» Problem details
Once the line containing "Return the polygon of every instance of the white" is found in the entries below, reproduce it and every line after it, stopping at and including the line containing "Return the polygon of every instance of the group"; reproduce nothing else, and keep each line exact.

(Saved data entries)
--
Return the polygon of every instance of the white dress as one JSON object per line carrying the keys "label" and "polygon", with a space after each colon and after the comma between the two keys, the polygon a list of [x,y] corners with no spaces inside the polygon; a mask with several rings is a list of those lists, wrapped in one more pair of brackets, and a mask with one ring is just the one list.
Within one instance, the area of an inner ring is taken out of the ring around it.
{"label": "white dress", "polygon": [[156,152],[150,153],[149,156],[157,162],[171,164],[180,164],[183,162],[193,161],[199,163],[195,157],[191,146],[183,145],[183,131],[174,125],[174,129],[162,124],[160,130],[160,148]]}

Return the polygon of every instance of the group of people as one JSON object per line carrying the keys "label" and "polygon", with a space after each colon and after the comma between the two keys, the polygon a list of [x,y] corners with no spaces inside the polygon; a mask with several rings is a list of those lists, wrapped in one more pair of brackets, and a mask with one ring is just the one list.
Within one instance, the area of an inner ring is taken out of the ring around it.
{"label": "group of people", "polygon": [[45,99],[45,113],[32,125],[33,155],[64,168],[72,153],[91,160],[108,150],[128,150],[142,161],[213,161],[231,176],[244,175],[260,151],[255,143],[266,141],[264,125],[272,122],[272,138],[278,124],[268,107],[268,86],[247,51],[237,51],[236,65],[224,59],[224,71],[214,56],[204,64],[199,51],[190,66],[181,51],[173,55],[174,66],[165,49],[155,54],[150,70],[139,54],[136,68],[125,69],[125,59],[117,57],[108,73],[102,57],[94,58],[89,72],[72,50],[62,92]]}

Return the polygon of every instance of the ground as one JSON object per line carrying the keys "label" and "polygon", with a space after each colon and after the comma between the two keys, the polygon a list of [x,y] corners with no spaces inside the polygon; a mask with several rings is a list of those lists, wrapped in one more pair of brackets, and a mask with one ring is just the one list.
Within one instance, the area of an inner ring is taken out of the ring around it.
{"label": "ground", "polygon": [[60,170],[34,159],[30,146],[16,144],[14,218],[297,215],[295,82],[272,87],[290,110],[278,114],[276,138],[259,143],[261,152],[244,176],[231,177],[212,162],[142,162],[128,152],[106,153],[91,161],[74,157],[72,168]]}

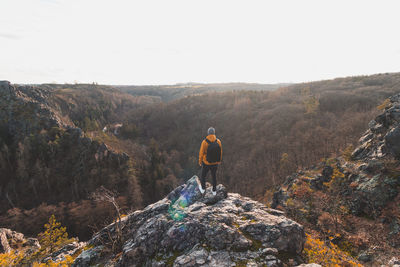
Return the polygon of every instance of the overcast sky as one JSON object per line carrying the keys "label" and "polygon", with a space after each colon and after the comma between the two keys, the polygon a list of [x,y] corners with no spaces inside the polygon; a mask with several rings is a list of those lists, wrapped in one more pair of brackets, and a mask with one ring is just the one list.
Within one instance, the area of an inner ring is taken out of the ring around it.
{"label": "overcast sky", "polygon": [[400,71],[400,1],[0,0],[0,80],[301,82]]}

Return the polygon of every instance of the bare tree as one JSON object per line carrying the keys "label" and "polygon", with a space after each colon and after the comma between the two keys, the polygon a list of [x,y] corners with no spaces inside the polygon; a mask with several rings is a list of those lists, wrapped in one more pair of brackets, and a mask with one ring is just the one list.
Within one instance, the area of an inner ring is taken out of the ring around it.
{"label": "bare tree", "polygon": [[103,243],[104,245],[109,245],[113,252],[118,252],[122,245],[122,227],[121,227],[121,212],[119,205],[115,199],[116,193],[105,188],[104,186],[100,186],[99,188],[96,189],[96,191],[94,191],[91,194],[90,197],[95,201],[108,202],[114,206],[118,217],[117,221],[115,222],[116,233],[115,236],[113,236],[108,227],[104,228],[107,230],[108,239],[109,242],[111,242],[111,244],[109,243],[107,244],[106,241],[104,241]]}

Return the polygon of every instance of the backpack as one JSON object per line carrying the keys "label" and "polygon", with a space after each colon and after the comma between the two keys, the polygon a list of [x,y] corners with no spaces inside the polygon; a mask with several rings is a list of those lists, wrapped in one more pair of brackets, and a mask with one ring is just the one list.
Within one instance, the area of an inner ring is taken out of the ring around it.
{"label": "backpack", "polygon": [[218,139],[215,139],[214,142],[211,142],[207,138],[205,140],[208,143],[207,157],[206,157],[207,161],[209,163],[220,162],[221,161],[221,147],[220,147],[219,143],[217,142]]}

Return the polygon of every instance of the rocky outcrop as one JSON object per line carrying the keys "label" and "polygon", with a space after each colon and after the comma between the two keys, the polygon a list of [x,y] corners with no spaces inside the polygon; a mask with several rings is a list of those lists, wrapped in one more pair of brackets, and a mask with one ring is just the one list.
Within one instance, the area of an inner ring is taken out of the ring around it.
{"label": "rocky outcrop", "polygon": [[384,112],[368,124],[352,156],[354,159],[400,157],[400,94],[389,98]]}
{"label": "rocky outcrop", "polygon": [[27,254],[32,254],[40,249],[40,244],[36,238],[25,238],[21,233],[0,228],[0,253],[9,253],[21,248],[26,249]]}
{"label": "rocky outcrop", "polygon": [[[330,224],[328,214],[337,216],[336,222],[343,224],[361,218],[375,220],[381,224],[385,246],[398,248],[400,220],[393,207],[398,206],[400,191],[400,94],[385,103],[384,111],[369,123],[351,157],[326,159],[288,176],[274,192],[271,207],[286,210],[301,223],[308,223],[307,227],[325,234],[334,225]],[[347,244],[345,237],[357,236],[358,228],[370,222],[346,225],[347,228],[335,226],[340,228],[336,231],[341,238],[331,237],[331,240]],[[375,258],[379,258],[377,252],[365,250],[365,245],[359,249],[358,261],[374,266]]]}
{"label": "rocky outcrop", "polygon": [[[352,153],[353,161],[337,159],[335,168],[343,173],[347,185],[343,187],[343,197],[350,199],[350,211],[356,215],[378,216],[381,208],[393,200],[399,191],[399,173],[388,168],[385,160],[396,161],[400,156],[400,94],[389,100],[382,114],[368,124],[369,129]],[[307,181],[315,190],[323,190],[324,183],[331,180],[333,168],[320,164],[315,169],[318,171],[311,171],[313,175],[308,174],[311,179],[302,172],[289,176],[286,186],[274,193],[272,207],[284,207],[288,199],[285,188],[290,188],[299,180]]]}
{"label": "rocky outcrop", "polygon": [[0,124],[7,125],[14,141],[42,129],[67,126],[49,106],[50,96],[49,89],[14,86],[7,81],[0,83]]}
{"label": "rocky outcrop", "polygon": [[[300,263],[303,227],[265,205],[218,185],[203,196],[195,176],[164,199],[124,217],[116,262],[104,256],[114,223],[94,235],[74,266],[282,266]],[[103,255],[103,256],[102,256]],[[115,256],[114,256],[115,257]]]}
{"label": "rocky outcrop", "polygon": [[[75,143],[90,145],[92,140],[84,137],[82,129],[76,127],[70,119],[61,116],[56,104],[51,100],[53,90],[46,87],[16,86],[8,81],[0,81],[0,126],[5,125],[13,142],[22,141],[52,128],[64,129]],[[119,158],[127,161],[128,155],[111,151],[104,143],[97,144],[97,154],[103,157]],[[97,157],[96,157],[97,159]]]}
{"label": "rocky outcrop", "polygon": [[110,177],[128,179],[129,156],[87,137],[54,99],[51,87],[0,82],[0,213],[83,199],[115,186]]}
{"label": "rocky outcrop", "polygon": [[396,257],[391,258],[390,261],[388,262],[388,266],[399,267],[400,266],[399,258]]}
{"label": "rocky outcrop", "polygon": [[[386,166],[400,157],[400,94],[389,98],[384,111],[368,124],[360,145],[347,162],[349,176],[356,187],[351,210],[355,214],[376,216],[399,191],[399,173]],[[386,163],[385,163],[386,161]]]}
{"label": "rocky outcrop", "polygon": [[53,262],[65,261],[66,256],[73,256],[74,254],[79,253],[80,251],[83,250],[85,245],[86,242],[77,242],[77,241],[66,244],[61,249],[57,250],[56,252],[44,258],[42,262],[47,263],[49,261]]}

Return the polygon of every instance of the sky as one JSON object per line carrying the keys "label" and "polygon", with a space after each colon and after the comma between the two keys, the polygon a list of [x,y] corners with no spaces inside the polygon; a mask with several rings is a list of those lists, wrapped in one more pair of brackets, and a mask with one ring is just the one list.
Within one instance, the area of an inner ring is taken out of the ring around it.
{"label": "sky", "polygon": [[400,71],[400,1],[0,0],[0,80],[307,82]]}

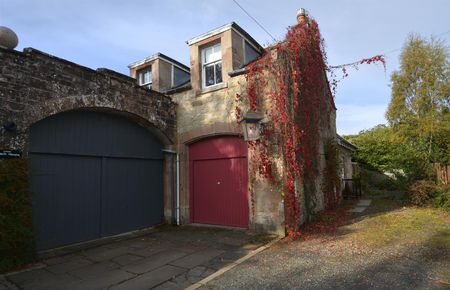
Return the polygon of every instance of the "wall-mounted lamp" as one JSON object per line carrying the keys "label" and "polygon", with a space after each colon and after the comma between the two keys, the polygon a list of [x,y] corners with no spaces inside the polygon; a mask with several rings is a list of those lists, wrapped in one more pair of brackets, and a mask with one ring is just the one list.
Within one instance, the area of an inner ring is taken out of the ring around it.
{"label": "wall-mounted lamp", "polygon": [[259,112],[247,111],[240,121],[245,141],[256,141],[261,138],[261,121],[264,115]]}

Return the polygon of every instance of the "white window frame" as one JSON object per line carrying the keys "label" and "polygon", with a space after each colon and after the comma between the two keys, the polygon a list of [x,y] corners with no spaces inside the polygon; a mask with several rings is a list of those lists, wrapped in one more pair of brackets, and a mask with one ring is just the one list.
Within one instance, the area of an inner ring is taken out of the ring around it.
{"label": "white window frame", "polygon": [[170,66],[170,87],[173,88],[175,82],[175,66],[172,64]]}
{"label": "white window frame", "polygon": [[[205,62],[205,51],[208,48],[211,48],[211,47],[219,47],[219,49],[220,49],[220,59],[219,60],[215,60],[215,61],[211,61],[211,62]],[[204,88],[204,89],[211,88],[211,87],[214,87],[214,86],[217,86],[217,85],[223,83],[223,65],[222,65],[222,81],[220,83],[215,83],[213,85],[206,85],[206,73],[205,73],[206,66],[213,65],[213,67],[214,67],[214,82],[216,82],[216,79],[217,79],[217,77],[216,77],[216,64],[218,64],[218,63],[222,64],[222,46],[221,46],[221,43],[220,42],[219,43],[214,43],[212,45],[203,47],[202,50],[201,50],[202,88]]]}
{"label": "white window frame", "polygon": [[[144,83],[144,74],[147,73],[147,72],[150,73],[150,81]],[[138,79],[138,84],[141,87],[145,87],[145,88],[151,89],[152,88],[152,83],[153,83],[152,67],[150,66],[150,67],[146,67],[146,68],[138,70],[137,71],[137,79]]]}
--
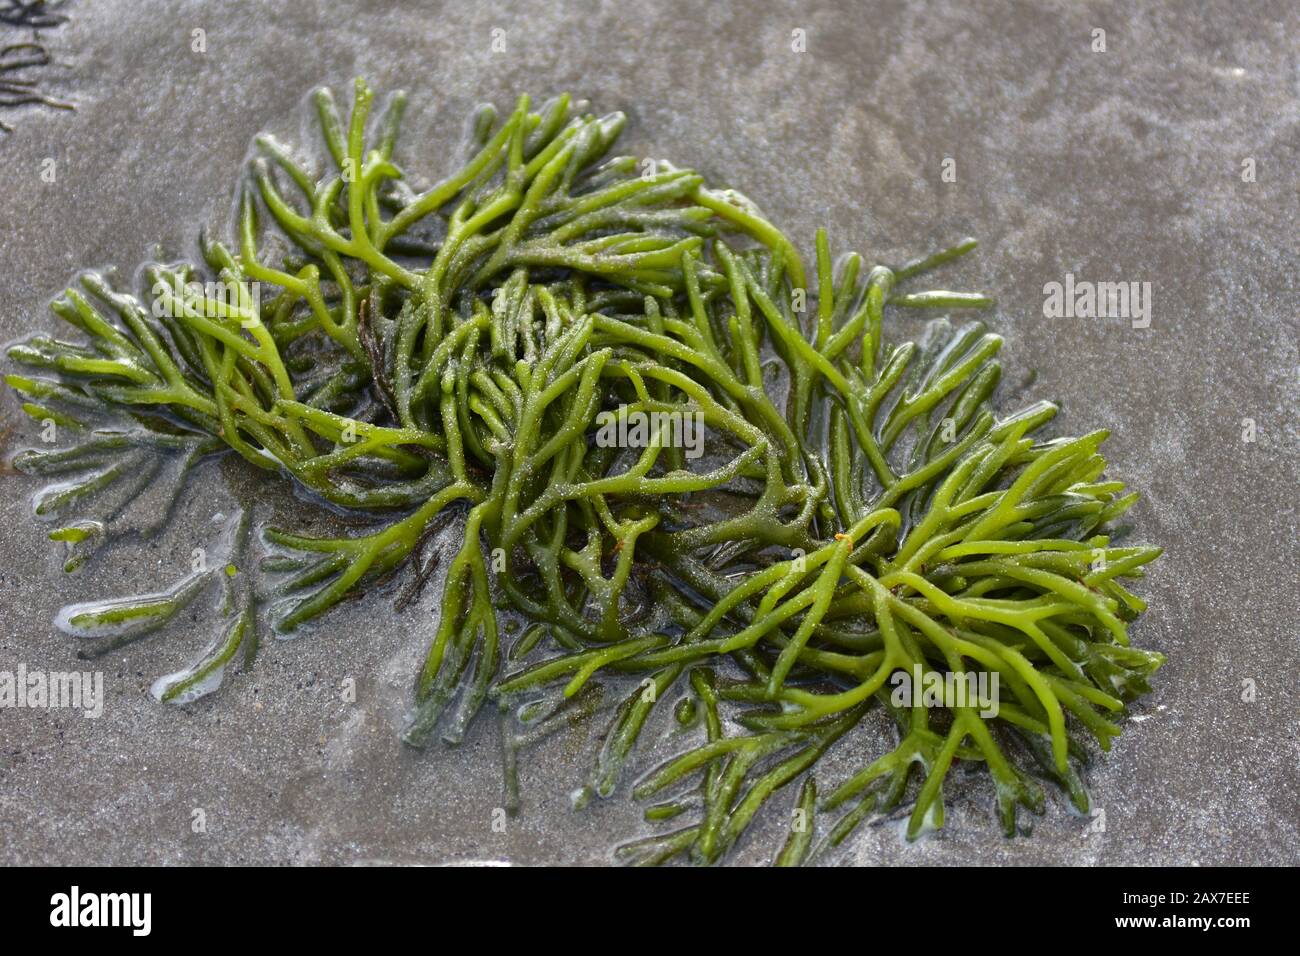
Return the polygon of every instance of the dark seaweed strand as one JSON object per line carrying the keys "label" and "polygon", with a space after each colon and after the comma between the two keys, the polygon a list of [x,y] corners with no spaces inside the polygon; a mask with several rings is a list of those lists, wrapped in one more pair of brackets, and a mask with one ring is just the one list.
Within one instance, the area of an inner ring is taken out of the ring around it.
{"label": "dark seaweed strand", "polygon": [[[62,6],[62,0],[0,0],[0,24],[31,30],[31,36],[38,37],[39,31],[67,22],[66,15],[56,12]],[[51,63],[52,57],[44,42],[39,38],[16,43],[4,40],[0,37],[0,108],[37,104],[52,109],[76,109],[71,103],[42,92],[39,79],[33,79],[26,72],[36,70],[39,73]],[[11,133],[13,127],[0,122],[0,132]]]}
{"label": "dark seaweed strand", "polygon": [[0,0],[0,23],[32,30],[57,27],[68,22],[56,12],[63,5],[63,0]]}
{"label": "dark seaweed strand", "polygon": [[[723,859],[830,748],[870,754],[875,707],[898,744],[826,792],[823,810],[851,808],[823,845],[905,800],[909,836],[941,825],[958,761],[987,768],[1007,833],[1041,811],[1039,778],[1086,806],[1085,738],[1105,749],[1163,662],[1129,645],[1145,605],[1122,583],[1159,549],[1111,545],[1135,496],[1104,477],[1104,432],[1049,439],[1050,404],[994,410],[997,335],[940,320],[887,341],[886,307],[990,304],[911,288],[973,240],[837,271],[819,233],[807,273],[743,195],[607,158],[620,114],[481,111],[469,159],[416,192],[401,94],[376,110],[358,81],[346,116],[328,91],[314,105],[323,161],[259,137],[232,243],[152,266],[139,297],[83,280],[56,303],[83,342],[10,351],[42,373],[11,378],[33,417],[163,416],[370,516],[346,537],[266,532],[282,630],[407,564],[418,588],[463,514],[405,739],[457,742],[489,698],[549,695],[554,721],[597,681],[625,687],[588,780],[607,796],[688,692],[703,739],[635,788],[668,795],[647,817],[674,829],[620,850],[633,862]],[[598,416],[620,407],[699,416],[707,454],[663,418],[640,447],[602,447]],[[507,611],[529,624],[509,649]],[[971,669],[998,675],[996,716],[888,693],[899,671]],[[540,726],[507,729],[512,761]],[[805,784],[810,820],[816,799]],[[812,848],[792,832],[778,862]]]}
--
» Your response
Return the polygon of every instance of the white dress as one JSON object per line carrying the keys "label" and "polygon", with a space after each colon and after the comma between the two keys, the polygon a list of [x,y] corners with no spaces inside the polygon; a mask with several rings is a list of those lists, wrapped in one more pair of brackets, and a mask with one ring is just the one list.
Within one instance, the area of an inner ring is taken out of the ring around it.
{"label": "white dress", "polygon": [[156,152],[150,153],[149,156],[157,162],[171,164],[180,164],[183,162],[193,161],[199,163],[195,157],[191,146],[183,145],[183,131],[174,125],[174,129],[162,124],[160,130],[160,148]]}

Return the polygon of every instance of the group of people as one JSON object per line carrying the keys "label" and "polygon", with a space after each colon and after the comma between the two keys, the polygon a list of [x,y] corners with no spaces inside the polygon; a mask with several rings is a list of those lists, wrapped in one more pair of brackets, and a mask with one ring is just the one list.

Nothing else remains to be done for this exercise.